## WRITTEN INSTRUCTION
Give the listing again in full, exactly as written.

## THE RECORDS
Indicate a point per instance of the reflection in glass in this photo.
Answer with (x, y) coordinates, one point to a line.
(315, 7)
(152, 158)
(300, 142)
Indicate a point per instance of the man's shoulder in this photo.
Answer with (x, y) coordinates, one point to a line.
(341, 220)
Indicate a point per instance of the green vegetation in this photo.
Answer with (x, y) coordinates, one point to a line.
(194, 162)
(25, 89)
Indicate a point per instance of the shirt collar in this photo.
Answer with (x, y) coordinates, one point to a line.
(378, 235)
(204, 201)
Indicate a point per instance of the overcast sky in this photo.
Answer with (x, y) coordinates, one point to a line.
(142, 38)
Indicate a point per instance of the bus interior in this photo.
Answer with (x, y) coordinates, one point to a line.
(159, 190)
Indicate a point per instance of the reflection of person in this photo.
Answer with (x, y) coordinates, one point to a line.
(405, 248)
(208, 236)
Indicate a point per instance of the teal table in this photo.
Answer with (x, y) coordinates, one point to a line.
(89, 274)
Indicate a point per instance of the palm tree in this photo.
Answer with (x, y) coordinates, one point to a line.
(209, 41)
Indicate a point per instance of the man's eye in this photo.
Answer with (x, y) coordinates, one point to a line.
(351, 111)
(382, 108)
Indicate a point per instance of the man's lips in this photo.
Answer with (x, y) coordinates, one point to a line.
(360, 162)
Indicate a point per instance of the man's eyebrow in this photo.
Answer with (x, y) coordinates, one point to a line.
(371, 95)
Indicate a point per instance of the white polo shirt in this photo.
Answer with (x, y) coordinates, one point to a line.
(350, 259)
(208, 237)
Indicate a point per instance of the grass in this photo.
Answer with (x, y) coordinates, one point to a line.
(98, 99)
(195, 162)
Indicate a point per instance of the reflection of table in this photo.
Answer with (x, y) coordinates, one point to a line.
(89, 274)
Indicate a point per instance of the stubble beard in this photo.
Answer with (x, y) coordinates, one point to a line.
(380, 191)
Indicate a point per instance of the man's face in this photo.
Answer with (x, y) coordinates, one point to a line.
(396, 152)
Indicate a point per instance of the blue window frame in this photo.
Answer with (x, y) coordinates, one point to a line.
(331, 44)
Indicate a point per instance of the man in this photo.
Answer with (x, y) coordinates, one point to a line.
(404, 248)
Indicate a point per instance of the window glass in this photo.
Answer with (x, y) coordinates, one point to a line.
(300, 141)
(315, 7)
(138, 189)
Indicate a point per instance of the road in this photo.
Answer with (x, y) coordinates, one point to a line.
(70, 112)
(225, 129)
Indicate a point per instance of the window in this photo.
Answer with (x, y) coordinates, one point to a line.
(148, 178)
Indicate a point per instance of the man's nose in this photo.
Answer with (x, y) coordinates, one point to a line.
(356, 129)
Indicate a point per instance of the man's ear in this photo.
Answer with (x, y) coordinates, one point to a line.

## RESULT OF THIS EXERCISE
Indicate a point per instance of the reflection in glass in this photo.
Answer with (x, y) coordinates, one point to a line.
(315, 7)
(152, 158)
(300, 142)
Indicate a point per instance of the man's shoulder in this photo.
Answer with (x, y) coordinates, one point to a line.
(341, 220)
Indicate a point per instance of the green vegetation in this photo.
Answer with (x, y) coordinates, one point to a line.
(194, 162)
(25, 89)
Indicate a point per instance of the shirt collar in this photo.
Answer with (x, y) coordinates, one point to a line.
(378, 235)
(204, 201)
Indicate a point per instance of the overcast sky in this photo.
Answer with (x, y) coordinates, one point to a line.
(142, 38)
Indicate a point per instance of the bus interior in this photo.
Answer with (x, y) coordinates, one point to a line.
(159, 190)
Indicate a point per instance of the reflection of person in this photo.
Answer with (x, y) coordinates, one point to a line.
(405, 248)
(208, 236)
Indicate a point per instance of the teal table in this photo.
Answer with (x, y) coordinates, one point to a line.
(89, 274)
Indicate a point per instance of the palm tree in this photo.
Answer with (x, y) coordinates, one point to a line.
(209, 41)
Indicate a point per instance of the man's eye in this photo.
Answer with (x, y) coordinates, one point to a line.
(351, 111)
(382, 108)
Indicate a point per instance of the man's lips in this photo.
Answer with (x, y) coordinates, one point to a line.
(360, 162)
Indicate a point per instance of the man's eyebrow in this photo.
Answer with (x, y) coordinates, one point to a line.
(371, 95)
Indicate a point per instance of the white polo shirt in this photo.
Answer with (x, y) coordinates, one point to a line.
(350, 259)
(208, 237)
Indicate a point per instance of the grass in this photo.
Answer with (x, y) coordinates, one point to a line.
(98, 99)
(195, 162)
Indicate a point per instance of the reflection of table in this photo.
Answer with (x, y) coordinates, one point to a line.
(89, 274)
Indicate a point per instance of the stubble beard in this photo.
Answer with (x, y) coordinates, one point to a line.
(380, 191)
Indicate a point per instance of the man's face in this photo.
Answer with (x, y) coordinates, one point to a line.
(396, 152)
Indicate a point per instance of the blue window frame in this photo.
Answer with (x, y) coordinates, one point to a line.
(331, 44)
Indicate a point per instance of the man in this photo.
Answer with (x, y) coordinates, one point to a line.
(404, 248)
Indicate a point per instance of the window glass in this photo.
Answer with (x, y) coordinates, one point to a line.
(300, 141)
(315, 7)
(138, 189)
Indicate a point per instance of the road in this photo.
Answer with (x, y) coordinates, one point to a line.
(70, 112)
(225, 129)
Indicate a point per instance of the window in this photo.
Answer with (x, y) coordinates, one point to a line.
(148, 178)
Indicate a point per instance of the man's nose in this photo.
Answer with (x, y) coordinates, one point to a line.
(356, 129)
Indicate a point per instance of the man's ear in this photo.
Answer with (x, y) coordinates, one point to a line.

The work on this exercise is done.